WRITTEN REQUEST ::
In full and without deviation, write out the entries that follow.

INFORMATION SHOWN ::
--------------------------------

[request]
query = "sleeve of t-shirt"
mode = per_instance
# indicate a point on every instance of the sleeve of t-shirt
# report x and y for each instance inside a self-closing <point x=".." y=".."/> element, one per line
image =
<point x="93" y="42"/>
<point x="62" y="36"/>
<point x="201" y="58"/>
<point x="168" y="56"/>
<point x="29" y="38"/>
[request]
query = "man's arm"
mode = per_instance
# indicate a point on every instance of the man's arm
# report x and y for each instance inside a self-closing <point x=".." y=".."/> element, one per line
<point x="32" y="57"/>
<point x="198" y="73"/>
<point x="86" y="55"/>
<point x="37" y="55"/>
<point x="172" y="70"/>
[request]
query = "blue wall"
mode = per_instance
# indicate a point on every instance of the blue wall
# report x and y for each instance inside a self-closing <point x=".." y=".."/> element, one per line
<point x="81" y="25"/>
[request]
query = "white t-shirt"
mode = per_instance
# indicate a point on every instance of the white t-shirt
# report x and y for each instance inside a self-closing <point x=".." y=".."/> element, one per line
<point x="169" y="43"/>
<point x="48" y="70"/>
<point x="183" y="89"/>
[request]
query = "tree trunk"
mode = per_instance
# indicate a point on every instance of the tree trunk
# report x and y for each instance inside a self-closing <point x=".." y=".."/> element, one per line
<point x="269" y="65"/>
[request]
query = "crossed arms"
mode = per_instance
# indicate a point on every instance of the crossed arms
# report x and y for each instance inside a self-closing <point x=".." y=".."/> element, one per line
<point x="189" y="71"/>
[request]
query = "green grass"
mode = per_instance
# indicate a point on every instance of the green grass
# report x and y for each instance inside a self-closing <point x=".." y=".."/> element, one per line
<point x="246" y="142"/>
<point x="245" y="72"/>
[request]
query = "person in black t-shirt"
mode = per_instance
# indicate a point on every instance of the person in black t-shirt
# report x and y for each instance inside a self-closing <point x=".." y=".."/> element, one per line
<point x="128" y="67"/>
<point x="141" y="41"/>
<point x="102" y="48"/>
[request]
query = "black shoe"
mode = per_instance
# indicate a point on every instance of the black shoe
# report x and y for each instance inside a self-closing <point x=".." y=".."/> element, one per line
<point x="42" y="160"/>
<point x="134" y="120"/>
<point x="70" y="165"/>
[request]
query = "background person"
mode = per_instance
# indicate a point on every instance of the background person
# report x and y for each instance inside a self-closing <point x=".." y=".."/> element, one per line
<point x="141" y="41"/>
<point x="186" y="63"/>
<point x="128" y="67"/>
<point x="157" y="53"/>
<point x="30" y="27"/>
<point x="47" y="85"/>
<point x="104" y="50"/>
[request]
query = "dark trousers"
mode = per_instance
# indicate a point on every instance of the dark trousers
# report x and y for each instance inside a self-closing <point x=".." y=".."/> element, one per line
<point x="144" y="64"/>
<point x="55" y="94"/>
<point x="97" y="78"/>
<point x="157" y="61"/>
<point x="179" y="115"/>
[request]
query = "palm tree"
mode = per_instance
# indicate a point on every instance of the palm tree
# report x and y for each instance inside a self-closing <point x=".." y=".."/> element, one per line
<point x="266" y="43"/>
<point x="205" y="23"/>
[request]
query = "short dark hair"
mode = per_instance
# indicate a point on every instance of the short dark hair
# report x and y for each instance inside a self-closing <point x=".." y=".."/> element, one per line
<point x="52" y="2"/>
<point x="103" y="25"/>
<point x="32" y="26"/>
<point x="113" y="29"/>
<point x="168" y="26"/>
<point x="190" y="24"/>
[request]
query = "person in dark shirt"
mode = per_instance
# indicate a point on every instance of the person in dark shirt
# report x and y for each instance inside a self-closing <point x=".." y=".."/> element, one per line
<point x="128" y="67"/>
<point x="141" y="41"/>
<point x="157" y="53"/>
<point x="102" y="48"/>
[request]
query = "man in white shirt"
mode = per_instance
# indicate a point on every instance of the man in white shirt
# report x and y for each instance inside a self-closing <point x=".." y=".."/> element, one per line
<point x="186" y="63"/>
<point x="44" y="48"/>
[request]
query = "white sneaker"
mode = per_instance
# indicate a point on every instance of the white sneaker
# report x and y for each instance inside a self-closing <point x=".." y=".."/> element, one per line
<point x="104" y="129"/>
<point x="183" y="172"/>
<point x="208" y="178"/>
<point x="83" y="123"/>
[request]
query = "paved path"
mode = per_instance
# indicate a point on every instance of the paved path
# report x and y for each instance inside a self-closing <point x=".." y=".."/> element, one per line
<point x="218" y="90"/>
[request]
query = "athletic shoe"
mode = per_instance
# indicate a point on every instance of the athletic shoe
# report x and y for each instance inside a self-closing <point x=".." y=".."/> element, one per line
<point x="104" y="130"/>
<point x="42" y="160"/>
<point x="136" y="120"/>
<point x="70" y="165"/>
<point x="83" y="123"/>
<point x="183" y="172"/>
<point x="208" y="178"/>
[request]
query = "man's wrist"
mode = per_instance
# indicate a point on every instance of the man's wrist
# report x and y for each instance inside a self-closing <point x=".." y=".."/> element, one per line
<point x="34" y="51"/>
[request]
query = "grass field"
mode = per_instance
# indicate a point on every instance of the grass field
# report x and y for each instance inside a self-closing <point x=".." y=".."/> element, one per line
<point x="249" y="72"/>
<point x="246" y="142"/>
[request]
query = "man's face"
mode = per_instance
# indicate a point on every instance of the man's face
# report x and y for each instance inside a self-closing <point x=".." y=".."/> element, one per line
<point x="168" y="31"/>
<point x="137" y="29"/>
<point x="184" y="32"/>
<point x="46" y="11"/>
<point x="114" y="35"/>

--------------------------------

EXERCISE RESPONSE ::
[request]
query = "sleeve of t-shirt"
mode = per_instance
# indicate a point on every instance of the sleeve of t-shirt
# report x and y for each instance inside a self-closing <point x=".." y=".."/> element, one per line
image =
<point x="93" y="42"/>
<point x="62" y="36"/>
<point x="201" y="58"/>
<point x="168" y="56"/>
<point x="29" y="38"/>
[request]
query = "man's arm"
mode = per_instance
# indicate a point on every instance of the man's arm
# report x and y for each instance inside a self-closing <point x=".." y=".."/> element, one per line
<point x="32" y="57"/>
<point x="198" y="73"/>
<point x="86" y="55"/>
<point x="37" y="55"/>
<point x="172" y="70"/>
[request]
query = "blue wall"
mode = per_instance
# indicate a point on every instance of the blue wall
# report x and y for each instance inside a self-closing <point x=".." y=".."/> element, one per line
<point x="81" y="25"/>
[request]
query = "white t-shirt"
mode = per_instance
# indicate a point on every instance of the white t-shirt
# report x and y for each instance inside a self-closing <point x=".." y=".."/> element, one per line
<point x="169" y="43"/>
<point x="48" y="70"/>
<point x="183" y="89"/>
[request]
query = "tree trunk"
mode = per_instance
# indicate a point on every instance of the tree trunk
# report x and y for each instance inside a self-closing <point x=".." y=".."/> element, one per line
<point x="269" y="65"/>
[request]
query = "crossed arms"
mode = per_instance
# indicate a point on every instance of the crossed arms
# report x and y for each instance inside a self-closing <point x=".." y=".."/> element, one per line
<point x="189" y="71"/>
[request]
query = "green grass"
mode = per_instance
# indicate a point on every instance of the green grass
# report x and y for each instance inside a self-closing <point x=".." y=".."/> element, one per line
<point x="246" y="142"/>
<point x="245" y="72"/>
[request]
query = "person in black t-shirt"
mode = per_instance
# indicate a point on every instance of the person in black t-shirt
# report x and y for each instance inside a self-closing <point x=".." y=".."/> element, one per line
<point x="128" y="67"/>
<point x="141" y="41"/>
<point x="102" y="48"/>
[request]
query = "black shoe"
mode = per_instance
# indicate a point on every instance of the black shoe
# report x and y for each instance inside a self-closing <point x=".." y=".."/> element, one per line
<point x="42" y="160"/>
<point x="134" y="120"/>
<point x="70" y="165"/>
[request]
query = "background person"
mode = per_instance
# indicate a point on every instance of the background person
# report x and y for each instance inside a self-closing <point x=".." y=".."/> element, one per line
<point x="141" y="41"/>
<point x="186" y="63"/>
<point x="128" y="67"/>
<point x="157" y="53"/>
<point x="30" y="27"/>
<point x="47" y="85"/>
<point x="104" y="50"/>
[request]
query = "dark trousers"
mode = per_instance
# indicate a point on every instance of the dark trousers
# report x and y for each instance inside a self-closing <point x=".." y=".."/> element, one per line
<point x="144" y="64"/>
<point x="55" y="94"/>
<point x="97" y="78"/>
<point x="157" y="61"/>
<point x="179" y="115"/>
[request]
query = "palm tree"
mode = per_instance
# indicate a point on every instance of the palm tree
# report x and y for each instance inside a self-closing <point x=".." y=".."/> element, one per line
<point x="266" y="43"/>
<point x="205" y="23"/>
[request]
query = "short dark hair"
mode = per_instance
# indicate a point on every instance of the short dark hair
# report x and y for each instance inside a self-closing <point x=".." y=".."/> element, one per line
<point x="52" y="2"/>
<point x="103" y="25"/>
<point x="32" y="26"/>
<point x="113" y="29"/>
<point x="168" y="26"/>
<point x="190" y="24"/>
[request]
query = "person in dark shirt"
mode = per_instance
# indicate a point on every instance of the person in dark shirt
# report x and y for each instance inside a self-closing <point x=".." y=".."/> element, one per line
<point x="128" y="67"/>
<point x="141" y="41"/>
<point x="157" y="53"/>
<point x="102" y="48"/>
[request]
query = "man in white shirt"
mode = per_instance
# indicate a point on every instance of the man in white shirt
# report x and y for each instance inside a self-closing <point x=".." y=".."/> element, one per line
<point x="186" y="63"/>
<point x="44" y="48"/>
[request]
query = "white sneaker"
mode = per_instance
# indicate a point on every instance of the white sneaker
# report x and y for each instance inside a self-closing <point x=".." y=".."/> element, one per line
<point x="104" y="129"/>
<point x="183" y="172"/>
<point x="208" y="178"/>
<point x="83" y="123"/>
[request]
query = "paved path"
mode = per_instance
# indicate a point on every instance of the paved path
# report x and y for each instance inside a self-closing <point x=".." y=".."/> element, one per line
<point x="218" y="90"/>
[request]
query = "athletic shoe"
mode = per_instance
# indicate a point on every instance of the athletic shoe
# report x and y for each instance inside a self-closing <point x=".." y=".."/> element, one per line
<point x="104" y="130"/>
<point x="42" y="160"/>
<point x="136" y="120"/>
<point x="70" y="165"/>
<point x="83" y="123"/>
<point x="183" y="172"/>
<point x="208" y="178"/>
[request]
query = "man's wrist"
mode = per_instance
# indicate a point on every instance of the man's wrist
# report x and y for each instance inside a self-closing <point x=".." y=".."/> element, one per line
<point x="34" y="51"/>
[request]
query = "grass field"
mode = per_instance
# indicate a point on every instance of the grass field
# report x and y for each instance inside a self-closing <point x=".." y=".."/> element, one per line
<point x="249" y="72"/>
<point x="246" y="142"/>
[request]
query = "man's face"
mode = per_instance
# indicate a point on every instance of the man's face
# report x and y for each instance inside a self-closing <point x=".." y=".."/> element, one per line
<point x="168" y="31"/>
<point x="137" y="29"/>
<point x="184" y="32"/>
<point x="46" y="11"/>
<point x="114" y="35"/>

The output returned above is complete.